# Information supplied
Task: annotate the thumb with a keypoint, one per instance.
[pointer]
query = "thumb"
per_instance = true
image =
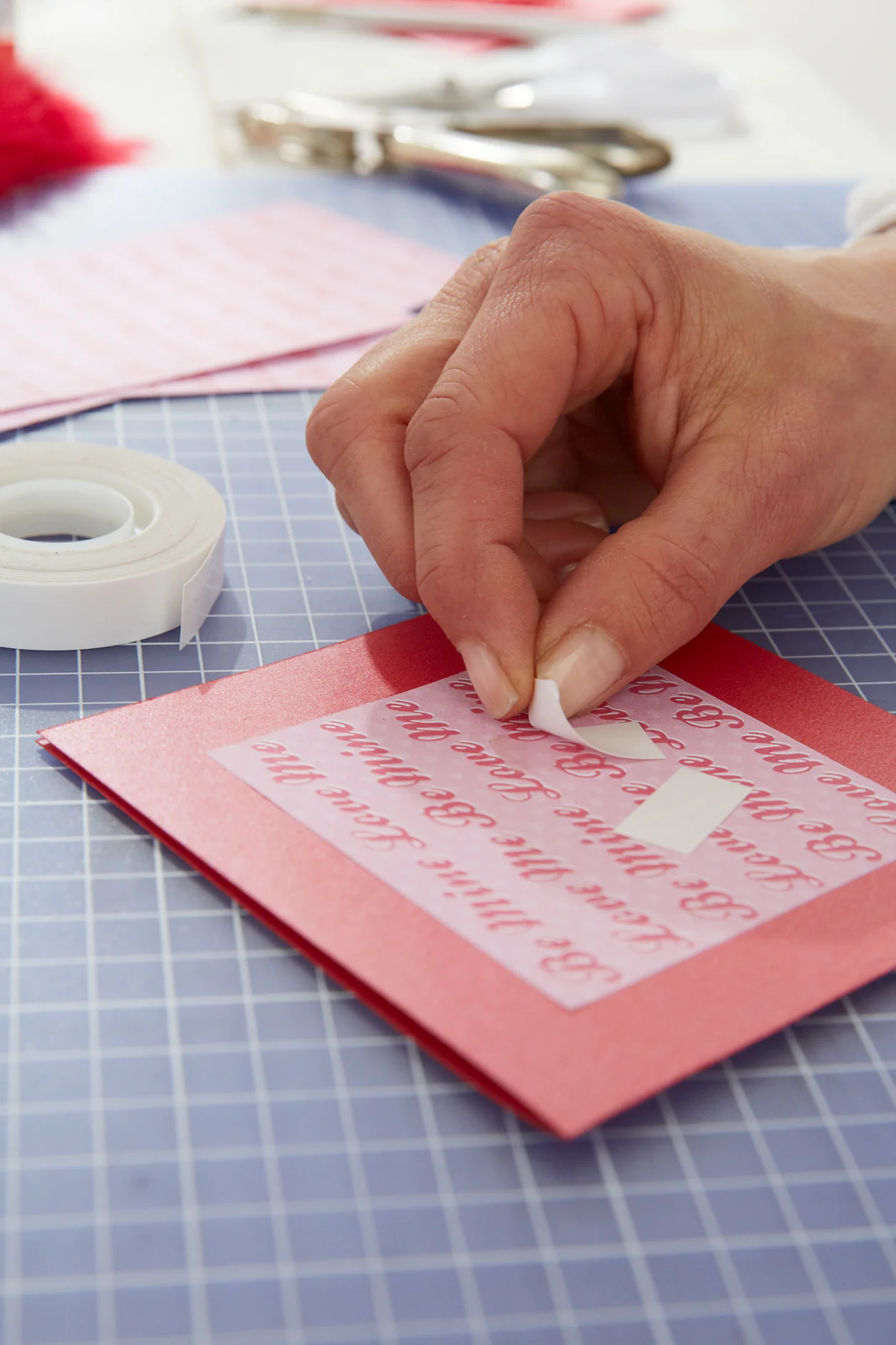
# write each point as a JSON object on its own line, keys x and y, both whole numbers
{"x": 654, "y": 584}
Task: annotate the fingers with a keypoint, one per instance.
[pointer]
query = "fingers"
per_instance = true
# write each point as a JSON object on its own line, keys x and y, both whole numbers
{"x": 560, "y": 323}
{"x": 357, "y": 432}
{"x": 654, "y": 584}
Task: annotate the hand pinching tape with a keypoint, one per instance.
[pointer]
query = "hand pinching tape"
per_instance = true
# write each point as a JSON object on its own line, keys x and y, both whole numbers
{"x": 103, "y": 546}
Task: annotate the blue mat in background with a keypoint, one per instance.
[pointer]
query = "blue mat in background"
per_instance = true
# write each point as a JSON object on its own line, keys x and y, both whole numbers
{"x": 209, "y": 1143}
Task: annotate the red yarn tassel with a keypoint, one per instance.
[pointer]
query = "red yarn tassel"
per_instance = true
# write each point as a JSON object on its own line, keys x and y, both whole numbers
{"x": 43, "y": 133}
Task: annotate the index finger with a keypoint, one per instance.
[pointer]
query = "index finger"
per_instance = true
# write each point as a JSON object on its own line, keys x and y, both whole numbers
{"x": 557, "y": 327}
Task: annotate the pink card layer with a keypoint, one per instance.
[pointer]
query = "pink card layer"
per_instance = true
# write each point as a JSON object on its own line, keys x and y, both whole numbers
{"x": 214, "y": 295}
{"x": 786, "y": 907}
{"x": 304, "y": 372}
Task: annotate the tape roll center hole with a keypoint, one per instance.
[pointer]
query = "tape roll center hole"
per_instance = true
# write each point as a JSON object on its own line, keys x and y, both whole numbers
{"x": 65, "y": 516}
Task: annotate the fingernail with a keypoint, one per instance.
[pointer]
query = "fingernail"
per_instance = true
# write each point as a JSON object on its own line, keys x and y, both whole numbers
{"x": 493, "y": 686}
{"x": 584, "y": 665}
{"x": 598, "y": 521}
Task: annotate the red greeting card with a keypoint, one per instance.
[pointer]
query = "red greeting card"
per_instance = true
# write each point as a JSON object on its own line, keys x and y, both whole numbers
{"x": 489, "y": 887}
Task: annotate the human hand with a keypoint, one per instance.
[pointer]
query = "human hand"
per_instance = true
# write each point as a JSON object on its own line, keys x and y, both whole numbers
{"x": 726, "y": 405}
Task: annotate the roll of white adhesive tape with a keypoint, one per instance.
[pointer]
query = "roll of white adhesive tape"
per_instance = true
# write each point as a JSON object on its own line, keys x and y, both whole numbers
{"x": 145, "y": 549}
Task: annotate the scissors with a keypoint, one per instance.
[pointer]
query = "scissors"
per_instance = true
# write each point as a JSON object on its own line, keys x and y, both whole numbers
{"x": 490, "y": 145}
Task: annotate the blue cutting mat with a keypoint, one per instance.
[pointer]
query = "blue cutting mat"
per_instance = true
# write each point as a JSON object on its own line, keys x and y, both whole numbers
{"x": 210, "y": 1142}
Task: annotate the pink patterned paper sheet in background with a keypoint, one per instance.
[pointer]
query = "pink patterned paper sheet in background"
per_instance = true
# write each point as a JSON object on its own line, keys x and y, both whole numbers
{"x": 304, "y": 372}
{"x": 209, "y": 296}
{"x": 505, "y": 833}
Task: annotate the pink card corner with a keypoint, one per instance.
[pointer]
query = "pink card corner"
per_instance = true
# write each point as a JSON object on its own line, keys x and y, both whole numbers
{"x": 505, "y": 1034}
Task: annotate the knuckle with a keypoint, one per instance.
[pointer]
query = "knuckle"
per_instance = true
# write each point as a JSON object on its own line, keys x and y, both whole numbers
{"x": 437, "y": 427}
{"x": 669, "y": 577}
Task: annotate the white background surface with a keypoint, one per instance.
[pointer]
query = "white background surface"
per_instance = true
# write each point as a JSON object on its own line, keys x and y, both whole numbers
{"x": 814, "y": 76}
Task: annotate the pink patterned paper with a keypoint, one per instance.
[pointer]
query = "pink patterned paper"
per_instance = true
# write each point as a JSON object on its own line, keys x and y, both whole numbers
{"x": 299, "y": 373}
{"x": 209, "y": 296}
{"x": 505, "y": 833}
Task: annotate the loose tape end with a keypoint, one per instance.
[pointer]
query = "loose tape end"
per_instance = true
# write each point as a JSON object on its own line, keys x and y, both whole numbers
{"x": 625, "y": 739}
{"x": 201, "y": 592}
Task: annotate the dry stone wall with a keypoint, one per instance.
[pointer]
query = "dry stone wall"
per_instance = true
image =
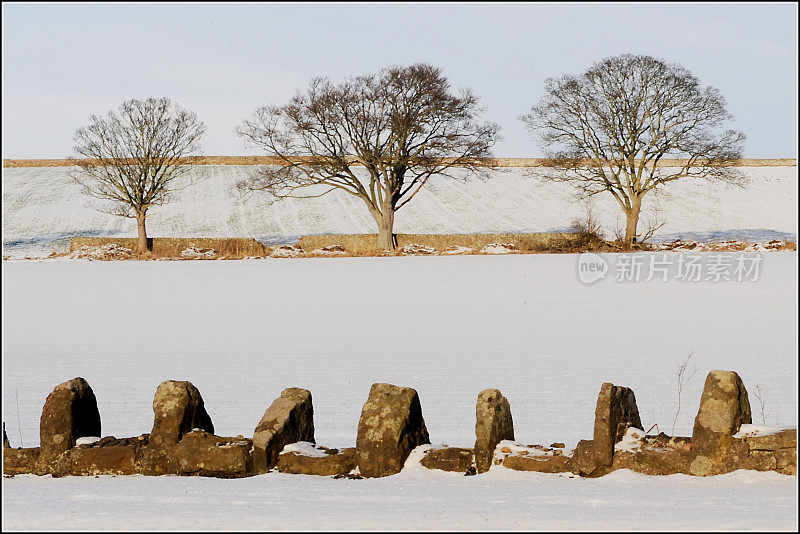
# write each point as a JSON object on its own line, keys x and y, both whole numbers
{"x": 182, "y": 440}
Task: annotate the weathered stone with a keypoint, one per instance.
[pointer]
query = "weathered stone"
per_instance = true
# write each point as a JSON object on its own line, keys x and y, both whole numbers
{"x": 339, "y": 462}
{"x": 786, "y": 461}
{"x": 390, "y": 427}
{"x": 20, "y": 461}
{"x": 109, "y": 460}
{"x": 449, "y": 459}
{"x": 203, "y": 454}
{"x": 584, "y": 459}
{"x": 289, "y": 419}
{"x": 179, "y": 409}
{"x": 616, "y": 411}
{"x": 724, "y": 408}
{"x": 540, "y": 463}
{"x": 701, "y": 466}
{"x": 785, "y": 439}
{"x": 493, "y": 424}
{"x": 70, "y": 412}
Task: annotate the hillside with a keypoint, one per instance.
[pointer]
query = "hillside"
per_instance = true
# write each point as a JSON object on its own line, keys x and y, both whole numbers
{"x": 42, "y": 208}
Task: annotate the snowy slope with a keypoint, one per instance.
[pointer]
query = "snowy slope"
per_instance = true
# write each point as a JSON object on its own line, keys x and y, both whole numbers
{"x": 498, "y": 500}
{"x": 42, "y": 207}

# Work to complete
Reproduce all the material exactly, omitting images.

# Problem solution
Task: annotate the thumb with a keypoint, one per instance.
[pointer]
query = "thumb"
per_instance = true
image =
# write each point as a JSON object on its own line, keys x and y, both whole numbers
{"x": 654, "y": 584}
Task: annotate the fingers with a keypoint, one per instance.
[pointer]
query = "fingers"
per_instance = true
# write each point as a JSON object on its own line, keys x and y, both whole numbers
{"x": 560, "y": 323}
{"x": 357, "y": 432}
{"x": 654, "y": 584}
Task: annotate the hand pinching tape with a keypoint, one per instance.
[pointer]
query = "hand pinching tape"
per_instance = true
# write each point as a JSON object on its own line, keys x and y, both whole numbers
{"x": 103, "y": 546}
Task: annotate the blue mat in background with a keypoint, one per instance.
[pointer]
query = "blue mat in background"
per_instance = true
# write each point as a JSON object on its own line, keys x and y, both whole numbers
{"x": 209, "y": 1143}
Task: annotate the red yarn tassel with a keypoint, one per instance.
[pointer]
query = "red yarn tassel"
per_instance = true
# write each point as a JSON object on its own line, keys x and y, both whole numbers
{"x": 43, "y": 133}
Task: annotate the index finger with a keypoint, one per instance.
[pointer]
query = "index finger"
per_instance = true
# write each point as a JSON object on its own line, keys x and y, both whole numbers
{"x": 557, "y": 327}
Task: annotate the pink card layer with a keypoint, one per instance.
[pointer]
query = "pink card layer"
per_instance = true
# write each point as a JSON object on its own line, keys x and y, both whole numbers
{"x": 214, "y": 295}
{"x": 786, "y": 907}
{"x": 304, "y": 372}
Task: annotate the tape roll center hole with a keypoint, one per instance.
[pointer]
query = "tape roll center hole"
per_instance = true
# write each point as a JSON object on its own line, keys x and y, both whole numbers
{"x": 65, "y": 516}
Task: annotate the fingernail with a keypoint, one per instance.
[pointer]
query = "fingernail"
per_instance = true
# write each point as a JSON object on its own line, keys x and y, both whole numbers
{"x": 493, "y": 686}
{"x": 584, "y": 665}
{"x": 598, "y": 521}
Task: annotate the red greeting card with a keypoint, one per instance.
[pointer]
query = "red greeting card"
per_instance = true
# write each point as a JSON object on its own line, keys x and y, both whole numbers
{"x": 489, "y": 887}
Task: annotate the human hand with a keypoint, one per instance.
[pointer]
query = "human hand"
per_instance = true
# write each point as a JSON object on its own line, keys x and y, both whole numbers
{"x": 726, "y": 405}
Task: annotate the roll of white adhesive tape with a keypoint, one per instance.
[pointer]
query = "roll of white adhesive tape"
per_instance = true
# write each point as a JSON object on its own line, keys x and y, both whole numbers
{"x": 145, "y": 549}
Task: annotate the scissors with a keypoint, one per instance.
[pointer]
query = "scissors"
per_instance = true
# write each point as a JSON object on its own line, keys x and y, both whole numbers
{"x": 490, "y": 145}
Task: annotate the blue cutting mat with a keypoint, one per instance.
[pointer]
query = "blue cutting mat"
per_instance = true
# write each point as a JSON object on its own line, keys x and y, both whole numbers
{"x": 210, "y": 1142}
Task: annotate the pink patterned paper sheet in background with a keypoint, one per instance.
[pointer]
query = "pink patterned paper sheet in background"
per_instance = true
# write each point as a JSON object on its own line, keys x and y, both whole numbers
{"x": 304, "y": 372}
{"x": 209, "y": 296}
{"x": 505, "y": 833}
Task: annotate the pink card corner with a keypoint, one per instance.
[pointer]
query = "pink card corner"
per_instance = true
# write each point as a JSON object on its own line, keys x and y, both whole numbers
{"x": 505, "y": 1034}
Task: annotate the knuckle with a keypoint, one per instance.
[pointer]
query = "knuckle"
per_instance = true
# write each point as a JSON object on its own line, keys x and y, both whole numbers
{"x": 437, "y": 427}
{"x": 669, "y": 577}
Task: annotate the white background surface with a keypoint, one per instance.
[pointer]
query = "white background surface"
per_instance = true
# write each point as a JSON object on its own line, keys x and y, both whole numbers
{"x": 814, "y": 76}
Task: annotate the pink patterned paper with a keypoint, one per instance.
[pointer]
query = "pink patterned paper"
per_instance = true
# write each point as a JSON object on its own line, keys x and y, both whole numbers
{"x": 299, "y": 373}
{"x": 209, "y": 296}
{"x": 505, "y": 833}
Task: annotate the loose tape end with a keypoint, one per instance.
[pointer]
query = "loose tape end"
per_instance = true
# write each point as a JSON object on its own line, keys x and y, both whole numbers
{"x": 625, "y": 739}
{"x": 201, "y": 592}
Task: annotate the dry stone wall with a keypoint, one per instance.
[pointer]
query = "dry stone wall"
per_instance = true
image =
# write each point as a JSON object on its own line, keys x and y, both whole numbers
{"x": 182, "y": 440}
Task: annotate the weathered stone with a keypoint, one per instance.
[pointer]
query = "weathered stone"
per_instance = true
# write each point as a JSON object on its own line, keys x and y, both whole numbers
{"x": 339, "y": 462}
{"x": 786, "y": 461}
{"x": 390, "y": 427}
{"x": 20, "y": 461}
{"x": 109, "y": 460}
{"x": 449, "y": 459}
{"x": 203, "y": 454}
{"x": 584, "y": 459}
{"x": 289, "y": 419}
{"x": 179, "y": 409}
{"x": 616, "y": 411}
{"x": 724, "y": 408}
{"x": 540, "y": 463}
{"x": 701, "y": 466}
{"x": 785, "y": 439}
{"x": 493, "y": 424}
{"x": 70, "y": 412}
Task: annotate the hillside with a keypoint, one per instance.
[pointer]
query = "hillside"
per_instance = true
# write each point as a JSON object on its own line, keys x and y, both whole numbers
{"x": 42, "y": 208}
Task: annotate the snowy slope with a keypoint, one per instance.
[pointer]
query = "snowy slope"
per_instance = true
# write each point as a JSON object on its own line, keys x and y, both whole numbers
{"x": 498, "y": 500}
{"x": 42, "y": 207}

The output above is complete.